-------- PROVIDED MATERIAL --------

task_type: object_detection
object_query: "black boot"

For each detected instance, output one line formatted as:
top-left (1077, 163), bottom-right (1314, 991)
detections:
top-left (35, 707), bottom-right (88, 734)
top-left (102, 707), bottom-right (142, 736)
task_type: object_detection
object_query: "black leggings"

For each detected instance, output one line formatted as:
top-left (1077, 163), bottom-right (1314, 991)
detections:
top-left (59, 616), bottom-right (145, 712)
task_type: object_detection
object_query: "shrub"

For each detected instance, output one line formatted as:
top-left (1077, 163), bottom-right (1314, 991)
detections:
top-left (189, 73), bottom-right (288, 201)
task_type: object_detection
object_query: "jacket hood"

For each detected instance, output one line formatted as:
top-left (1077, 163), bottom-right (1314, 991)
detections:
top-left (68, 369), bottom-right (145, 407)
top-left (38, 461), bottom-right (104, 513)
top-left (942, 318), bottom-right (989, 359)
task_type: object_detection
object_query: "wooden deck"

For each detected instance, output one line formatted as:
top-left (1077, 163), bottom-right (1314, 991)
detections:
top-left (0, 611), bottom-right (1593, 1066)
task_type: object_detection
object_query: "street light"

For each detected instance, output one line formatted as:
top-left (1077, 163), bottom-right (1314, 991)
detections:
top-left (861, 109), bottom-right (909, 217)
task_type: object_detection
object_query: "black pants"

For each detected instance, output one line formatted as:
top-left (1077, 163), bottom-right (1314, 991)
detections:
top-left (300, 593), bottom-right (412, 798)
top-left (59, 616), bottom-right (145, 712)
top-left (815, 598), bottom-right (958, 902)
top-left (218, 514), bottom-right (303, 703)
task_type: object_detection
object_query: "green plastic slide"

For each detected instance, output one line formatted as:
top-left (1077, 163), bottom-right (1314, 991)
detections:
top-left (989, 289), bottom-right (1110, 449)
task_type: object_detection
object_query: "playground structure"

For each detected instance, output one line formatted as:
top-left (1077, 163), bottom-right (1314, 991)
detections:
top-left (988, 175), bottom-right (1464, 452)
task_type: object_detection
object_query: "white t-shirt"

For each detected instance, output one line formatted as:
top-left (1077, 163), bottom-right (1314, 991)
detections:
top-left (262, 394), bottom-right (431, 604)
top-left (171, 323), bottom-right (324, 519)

--------

_ACTIVITY_. Retype the entries above exactly as they appear.

_RESPONSE BOX_.
task_type: object_detection
object_query: "black boot"

For each detected instance, output one line formatted as:
top-left (1077, 163), bottom-right (1314, 991)
detections:
top-left (35, 707), bottom-right (88, 734)
top-left (102, 707), bottom-right (142, 736)
task_type: object_detection
object_query: "black leggings"

For each detected instance, output one line formatted as:
top-left (1077, 163), bottom-right (1314, 991)
detections:
top-left (59, 616), bottom-right (145, 712)
task_type: object_detection
object_query: "shrub"

For each detected instance, output one line formatted as:
top-left (1077, 163), bottom-right (1314, 991)
detections:
top-left (189, 73), bottom-right (288, 201)
task_type: object_detection
object_query: "jacket hood"

For each detected instance, output one line formatted as:
top-left (1077, 163), bottom-right (1314, 991)
detections:
top-left (68, 369), bottom-right (145, 407)
top-left (38, 461), bottom-right (104, 513)
top-left (942, 318), bottom-right (989, 359)
task_type: object_detection
object_query: "wooden deck"

For each detected instance, output one line formatted as:
top-left (1077, 163), bottom-right (1314, 991)
detections:
top-left (0, 611), bottom-right (1593, 1066)
task_type: object_detection
object_query: "street light"

For each detected instance, output one line formatted as:
top-left (1077, 163), bottom-right (1314, 991)
detections:
top-left (861, 109), bottom-right (909, 217)
task_type: object_detection
object_query: "black pants"

For each detected instance, output one line formatted as:
top-left (1077, 163), bottom-right (1314, 991)
detections:
top-left (300, 593), bottom-right (412, 798)
top-left (59, 616), bottom-right (145, 712)
top-left (815, 598), bottom-right (958, 902)
top-left (218, 514), bottom-right (303, 703)
task_type: object_detection
object_query: "green plastic slide"

For each detected instance, output one line formatted as:
top-left (1077, 163), bottom-right (1314, 991)
detections:
top-left (989, 289), bottom-right (1110, 449)
task_type: object_detection
object_query: "playground structure"

For each detected instance, output one line formatted as:
top-left (1077, 163), bottom-right (1314, 991)
detections:
top-left (988, 175), bottom-right (1464, 452)
task_type: object_detection
object_query: "white t-shirt"

For each detected instance, output one line formatted as:
top-left (1077, 163), bottom-right (1314, 991)
detections:
top-left (262, 394), bottom-right (431, 604)
top-left (171, 323), bottom-right (324, 519)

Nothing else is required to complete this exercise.